A biomedical engineer working on how to heal damaged brain tissue from The Australian National University (ANU) has been named one of Australia's official Superstars of STEM.
The ANU College of Engineering and Computer Science researcher Dr Kiara Bruggeman is one of 60 brilliant women in science, technology, engineering and mathematics (STEM) selected for this acclaimed national media training program.
Supported by the Australian Government’s Department of Industry, Science, Energy and Resources, these next 60 Superstars of STEM will participate in the program in 2021 and 2022.
Dr Bruggeman said she was thrilled to have been chosen from a very competitive national field, and is excited to promote her passions of biomaterials and STEM (science, technology, engineering, and mathematics) education.
Dr Bruggeman makes materials that mimic healthy brain tissue on a nano scale. These can then be used to trick stem cells into becoming new brain tissue after brain damage from stroke or neurodegenerative diseases.
"I'd like to get my message and my work out there. And to learn the skills that I need to keep getting it out there.
"We tend to end up doing a lot of communication and outreach as one-off things as an aside to our research. But it's really very important that we keep doing that all the time. I want to learn how to make that a pattern, and encourage others to do so too, so that our work can keep reaching the people that it needs to reach," said Dr Bruggeman.

Data entries:
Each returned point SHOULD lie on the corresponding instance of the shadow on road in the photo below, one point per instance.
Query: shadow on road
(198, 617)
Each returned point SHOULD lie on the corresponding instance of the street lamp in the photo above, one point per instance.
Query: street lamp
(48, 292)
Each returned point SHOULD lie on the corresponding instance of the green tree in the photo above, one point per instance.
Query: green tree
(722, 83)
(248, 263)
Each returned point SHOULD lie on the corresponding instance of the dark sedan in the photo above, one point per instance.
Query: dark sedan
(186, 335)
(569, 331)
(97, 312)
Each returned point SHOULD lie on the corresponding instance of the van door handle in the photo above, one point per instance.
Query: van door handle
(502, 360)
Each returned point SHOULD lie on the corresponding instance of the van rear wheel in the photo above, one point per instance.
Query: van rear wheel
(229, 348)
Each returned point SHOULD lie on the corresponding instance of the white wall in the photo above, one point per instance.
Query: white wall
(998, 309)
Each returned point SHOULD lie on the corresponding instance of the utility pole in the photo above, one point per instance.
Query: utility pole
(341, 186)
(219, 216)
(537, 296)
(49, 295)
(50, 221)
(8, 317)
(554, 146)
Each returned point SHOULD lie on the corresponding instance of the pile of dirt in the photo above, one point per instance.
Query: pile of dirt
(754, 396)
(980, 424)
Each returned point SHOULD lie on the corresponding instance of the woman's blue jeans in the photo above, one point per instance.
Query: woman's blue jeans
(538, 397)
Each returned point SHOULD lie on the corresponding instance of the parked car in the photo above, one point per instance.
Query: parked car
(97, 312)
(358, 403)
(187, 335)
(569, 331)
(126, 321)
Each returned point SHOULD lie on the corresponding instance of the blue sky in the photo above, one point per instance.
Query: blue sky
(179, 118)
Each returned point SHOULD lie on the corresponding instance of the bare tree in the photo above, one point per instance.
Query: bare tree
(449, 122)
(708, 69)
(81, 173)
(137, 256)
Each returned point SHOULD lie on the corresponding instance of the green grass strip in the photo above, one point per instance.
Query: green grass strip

To do:
1. In the article about Dr Kiara Bruggeman, which fields does the acronym STEM stand for?
2. Pick up the news item about Dr Kiara Bruggeman's selection as a Superstar of STEM after its final sentence and write what follows.

Task-by-task answers:
1. Science, technology, engineering and mathematics.

2.
She is keen to use her new platform and training to make science accessible to the general public.
"It is really important to be able to get the science that we're working on in the lab out to the people. Because you can so easily misconstrue science and we're not ever going to have a good positive impact if people don't understand and trust what we're doing," said Dr Bruggeman.
Science & Technology Australia Chief Executive Officer Misha Schubert said the program gave women in STEM stronger skills and confidence to step into expert commentary roles in the media.
“It’s hard to be what you can’t see,” she said. “Women are still seriously under-represented in STEM leadership roles.
“The Superstars of STEM program sets out to smash stereotypes of what a scientist, technologist, engineer or mathematician look like – these powerful role models show girls that STEM is for them.
“Sustaining this type of program for the long-term is more important than ever amid the challenges of the COVID-19 pandemic on women in the STEM workforce.”